» WRITTEN EXERCISE:
Recast the lines of the records starting at the line that contains "query (the noun phrase to segment): **dense" and ending at the line that contains "of the **dense", both included, as a JSON list of strings with one string per line, omitting blank lines.

┌────────

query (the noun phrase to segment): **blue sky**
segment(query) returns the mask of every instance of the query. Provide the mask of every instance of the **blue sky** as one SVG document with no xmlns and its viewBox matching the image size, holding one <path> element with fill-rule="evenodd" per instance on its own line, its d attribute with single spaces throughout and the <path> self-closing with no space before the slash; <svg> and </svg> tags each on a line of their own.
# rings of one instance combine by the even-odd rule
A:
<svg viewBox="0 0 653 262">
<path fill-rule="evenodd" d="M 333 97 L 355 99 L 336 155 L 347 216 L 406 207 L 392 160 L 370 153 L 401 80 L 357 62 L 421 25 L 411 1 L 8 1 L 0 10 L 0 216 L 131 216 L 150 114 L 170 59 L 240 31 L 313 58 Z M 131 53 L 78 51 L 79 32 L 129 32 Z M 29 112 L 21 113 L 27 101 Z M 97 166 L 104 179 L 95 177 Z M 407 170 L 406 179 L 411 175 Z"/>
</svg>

└────────
┌────────

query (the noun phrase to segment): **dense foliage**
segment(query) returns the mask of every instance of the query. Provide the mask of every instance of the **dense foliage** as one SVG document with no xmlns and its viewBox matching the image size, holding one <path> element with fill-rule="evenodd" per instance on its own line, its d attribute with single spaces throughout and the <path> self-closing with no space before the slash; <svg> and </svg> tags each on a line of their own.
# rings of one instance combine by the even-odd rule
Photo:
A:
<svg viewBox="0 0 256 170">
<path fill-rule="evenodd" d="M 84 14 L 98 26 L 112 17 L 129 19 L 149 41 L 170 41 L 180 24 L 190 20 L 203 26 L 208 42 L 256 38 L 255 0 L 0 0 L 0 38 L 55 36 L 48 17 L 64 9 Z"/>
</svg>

└────────

» TASK RESPONSE:
[
  "query (the noun phrase to segment): **dense foliage**",
  "segment(query) returns the mask of every instance of the query. Provide the mask of every instance of the **dense foliage** as one SVG document with no xmlns and its viewBox matching the image size, holding one <path> element with fill-rule=\"evenodd\" per instance on its own line, its d attribute with single spaces throughout and the <path> self-closing with no space before the slash; <svg> and </svg> tags each on a line of their own."
]